▸ **Aim of the exercise**
Retype, word for word, every line of the records below starting at the one that contains "Target: ceiling fan light fixture" and ending at the one that contains "Annotation task — annotate the white wall"; include both of those lines and nothing more.

(Region pointing data)
☆ ☆ ☆ ☆ ☆

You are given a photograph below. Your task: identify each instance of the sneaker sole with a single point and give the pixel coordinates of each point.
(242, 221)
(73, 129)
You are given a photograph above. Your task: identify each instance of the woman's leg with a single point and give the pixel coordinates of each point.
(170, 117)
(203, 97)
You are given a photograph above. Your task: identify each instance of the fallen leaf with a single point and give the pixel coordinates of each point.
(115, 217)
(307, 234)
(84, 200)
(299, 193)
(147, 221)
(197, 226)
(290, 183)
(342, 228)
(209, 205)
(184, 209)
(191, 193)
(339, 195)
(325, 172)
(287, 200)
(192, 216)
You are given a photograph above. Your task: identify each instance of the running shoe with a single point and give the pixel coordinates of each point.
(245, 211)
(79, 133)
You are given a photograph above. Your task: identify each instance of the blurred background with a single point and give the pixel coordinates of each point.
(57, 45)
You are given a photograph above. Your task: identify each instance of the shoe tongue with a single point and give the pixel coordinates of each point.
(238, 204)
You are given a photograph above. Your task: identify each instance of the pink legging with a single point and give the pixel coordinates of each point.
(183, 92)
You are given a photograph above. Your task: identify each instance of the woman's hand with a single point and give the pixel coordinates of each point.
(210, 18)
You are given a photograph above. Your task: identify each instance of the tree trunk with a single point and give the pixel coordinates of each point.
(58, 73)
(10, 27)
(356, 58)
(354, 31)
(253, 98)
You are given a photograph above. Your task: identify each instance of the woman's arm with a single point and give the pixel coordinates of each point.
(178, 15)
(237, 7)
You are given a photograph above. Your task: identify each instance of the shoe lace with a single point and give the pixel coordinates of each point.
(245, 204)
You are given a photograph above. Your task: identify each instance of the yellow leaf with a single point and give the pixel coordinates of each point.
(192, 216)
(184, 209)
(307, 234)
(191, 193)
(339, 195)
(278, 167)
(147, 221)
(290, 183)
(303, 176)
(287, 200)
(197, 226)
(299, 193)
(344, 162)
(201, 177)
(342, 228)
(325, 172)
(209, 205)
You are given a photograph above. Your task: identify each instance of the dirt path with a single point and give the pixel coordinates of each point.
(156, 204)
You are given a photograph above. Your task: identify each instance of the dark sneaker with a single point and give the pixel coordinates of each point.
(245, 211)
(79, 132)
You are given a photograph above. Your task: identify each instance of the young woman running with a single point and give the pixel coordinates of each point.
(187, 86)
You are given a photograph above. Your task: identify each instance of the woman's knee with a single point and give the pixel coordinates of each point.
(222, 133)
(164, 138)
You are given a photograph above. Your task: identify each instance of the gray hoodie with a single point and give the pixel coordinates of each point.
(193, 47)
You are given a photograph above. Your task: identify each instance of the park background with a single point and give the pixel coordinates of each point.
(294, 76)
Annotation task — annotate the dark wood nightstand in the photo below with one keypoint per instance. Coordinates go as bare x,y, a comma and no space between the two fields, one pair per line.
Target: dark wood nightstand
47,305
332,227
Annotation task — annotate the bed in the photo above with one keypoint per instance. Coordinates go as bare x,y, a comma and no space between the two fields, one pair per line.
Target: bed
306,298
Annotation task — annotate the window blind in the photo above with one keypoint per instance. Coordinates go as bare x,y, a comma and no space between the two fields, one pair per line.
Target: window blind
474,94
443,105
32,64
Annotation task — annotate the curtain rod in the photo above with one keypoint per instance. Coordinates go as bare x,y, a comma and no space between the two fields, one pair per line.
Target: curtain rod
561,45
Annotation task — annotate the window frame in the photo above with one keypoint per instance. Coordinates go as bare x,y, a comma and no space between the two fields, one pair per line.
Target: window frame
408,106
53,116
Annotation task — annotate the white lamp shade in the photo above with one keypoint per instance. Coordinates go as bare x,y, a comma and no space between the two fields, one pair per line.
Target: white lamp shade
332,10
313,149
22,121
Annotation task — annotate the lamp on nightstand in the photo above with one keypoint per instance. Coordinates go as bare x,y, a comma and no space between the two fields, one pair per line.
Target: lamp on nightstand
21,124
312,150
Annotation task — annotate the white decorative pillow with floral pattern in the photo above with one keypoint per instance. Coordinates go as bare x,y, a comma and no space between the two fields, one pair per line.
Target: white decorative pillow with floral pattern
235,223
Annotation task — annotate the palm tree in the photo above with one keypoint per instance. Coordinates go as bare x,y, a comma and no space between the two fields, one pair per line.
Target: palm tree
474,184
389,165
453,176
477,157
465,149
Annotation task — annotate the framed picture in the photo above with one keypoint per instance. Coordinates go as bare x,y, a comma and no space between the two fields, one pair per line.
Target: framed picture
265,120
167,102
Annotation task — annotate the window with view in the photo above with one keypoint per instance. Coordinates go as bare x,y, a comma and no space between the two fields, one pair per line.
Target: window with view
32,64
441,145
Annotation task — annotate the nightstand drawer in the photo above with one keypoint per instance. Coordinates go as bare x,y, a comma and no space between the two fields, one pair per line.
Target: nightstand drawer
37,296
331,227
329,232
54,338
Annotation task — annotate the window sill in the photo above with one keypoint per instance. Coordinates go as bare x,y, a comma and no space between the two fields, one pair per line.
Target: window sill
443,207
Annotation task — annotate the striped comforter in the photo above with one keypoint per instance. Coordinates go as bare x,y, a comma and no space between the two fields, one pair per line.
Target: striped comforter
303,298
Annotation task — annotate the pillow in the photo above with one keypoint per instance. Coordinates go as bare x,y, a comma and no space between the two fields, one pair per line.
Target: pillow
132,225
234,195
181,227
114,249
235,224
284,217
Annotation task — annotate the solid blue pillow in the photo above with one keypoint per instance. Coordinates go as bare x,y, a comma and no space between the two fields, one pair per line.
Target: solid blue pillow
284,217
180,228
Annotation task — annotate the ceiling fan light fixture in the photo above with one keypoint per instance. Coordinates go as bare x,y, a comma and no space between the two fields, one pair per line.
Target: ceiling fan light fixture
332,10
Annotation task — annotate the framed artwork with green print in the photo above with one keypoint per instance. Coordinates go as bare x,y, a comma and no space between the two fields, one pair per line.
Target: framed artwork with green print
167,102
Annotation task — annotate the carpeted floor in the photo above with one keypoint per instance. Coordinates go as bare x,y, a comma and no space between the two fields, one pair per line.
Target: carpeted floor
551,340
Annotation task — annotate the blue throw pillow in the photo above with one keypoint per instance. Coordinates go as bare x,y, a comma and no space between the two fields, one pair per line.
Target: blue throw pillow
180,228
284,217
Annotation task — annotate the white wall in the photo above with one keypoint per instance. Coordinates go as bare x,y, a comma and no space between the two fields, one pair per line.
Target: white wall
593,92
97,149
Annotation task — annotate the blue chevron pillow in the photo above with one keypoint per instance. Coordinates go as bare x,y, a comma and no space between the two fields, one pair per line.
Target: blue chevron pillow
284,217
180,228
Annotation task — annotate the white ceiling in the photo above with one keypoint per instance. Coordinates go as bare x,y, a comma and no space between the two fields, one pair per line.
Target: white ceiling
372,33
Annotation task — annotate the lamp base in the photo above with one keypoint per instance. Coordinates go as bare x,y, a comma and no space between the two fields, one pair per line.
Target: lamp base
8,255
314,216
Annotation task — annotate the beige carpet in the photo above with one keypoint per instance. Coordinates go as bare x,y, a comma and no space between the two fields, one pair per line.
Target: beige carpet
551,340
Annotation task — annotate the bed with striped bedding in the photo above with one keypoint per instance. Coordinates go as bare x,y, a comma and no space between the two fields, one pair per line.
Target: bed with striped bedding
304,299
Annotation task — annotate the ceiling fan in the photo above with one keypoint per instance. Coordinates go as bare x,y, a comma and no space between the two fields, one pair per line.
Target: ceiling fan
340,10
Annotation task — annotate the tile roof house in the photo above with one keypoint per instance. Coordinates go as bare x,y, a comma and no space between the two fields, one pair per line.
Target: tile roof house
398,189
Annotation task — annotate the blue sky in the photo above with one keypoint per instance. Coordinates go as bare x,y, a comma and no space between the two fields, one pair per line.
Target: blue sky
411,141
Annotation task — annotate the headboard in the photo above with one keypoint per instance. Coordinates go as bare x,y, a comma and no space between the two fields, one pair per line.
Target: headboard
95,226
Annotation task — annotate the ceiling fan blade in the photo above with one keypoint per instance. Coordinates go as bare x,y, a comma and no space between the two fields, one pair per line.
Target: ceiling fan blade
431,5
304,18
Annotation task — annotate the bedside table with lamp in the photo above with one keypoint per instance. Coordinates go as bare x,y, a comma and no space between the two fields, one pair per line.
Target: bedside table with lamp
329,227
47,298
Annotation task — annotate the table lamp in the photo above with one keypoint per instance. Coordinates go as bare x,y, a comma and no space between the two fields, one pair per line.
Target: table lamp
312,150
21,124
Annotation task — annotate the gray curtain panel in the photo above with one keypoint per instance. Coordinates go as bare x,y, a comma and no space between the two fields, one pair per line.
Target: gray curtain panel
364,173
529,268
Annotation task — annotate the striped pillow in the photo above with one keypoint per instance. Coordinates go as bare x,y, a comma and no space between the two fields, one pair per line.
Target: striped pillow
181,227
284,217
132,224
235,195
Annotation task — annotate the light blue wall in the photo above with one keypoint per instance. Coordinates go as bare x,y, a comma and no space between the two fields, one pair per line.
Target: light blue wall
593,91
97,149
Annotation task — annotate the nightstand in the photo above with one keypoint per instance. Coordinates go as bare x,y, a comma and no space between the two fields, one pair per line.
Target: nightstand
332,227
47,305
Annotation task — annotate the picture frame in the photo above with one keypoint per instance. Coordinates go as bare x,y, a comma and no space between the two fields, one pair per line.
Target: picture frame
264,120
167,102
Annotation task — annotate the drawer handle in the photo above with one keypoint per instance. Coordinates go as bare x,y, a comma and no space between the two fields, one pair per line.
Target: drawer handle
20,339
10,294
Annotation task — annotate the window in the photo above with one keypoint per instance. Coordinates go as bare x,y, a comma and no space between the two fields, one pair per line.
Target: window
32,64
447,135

☆ ☆ ☆ ☆ ☆

▸ **Your response**
Target: ceiling fan light fixture
332,10
Annotation task — annotate the framed artwork with green print in the photo above with one keypoint per instance. Coordinates go as bare x,y, a comma and no space between the two fields, one pair per line.
Target: framed artwork with green print
167,102
Annotation task — annotate the carpeted floor in the photo above with one keypoint per instance. Coordinates go as bare x,y, a comma and no space between the two fields, one pair per line.
Target: carpeted floor
551,340
Annotation task — annotate the blue throw pillow in the photo above with one keypoint per instance. Coordinates go as bare x,y, a comma and no space between the two fields, one pair per line.
Target: blue throw pillow
180,228
284,217
Annotation task — annotate the white wall in the photo above with one keypoint per instance. Coordinates go as bare x,y, a comma and no space between the two fields, one pair per line.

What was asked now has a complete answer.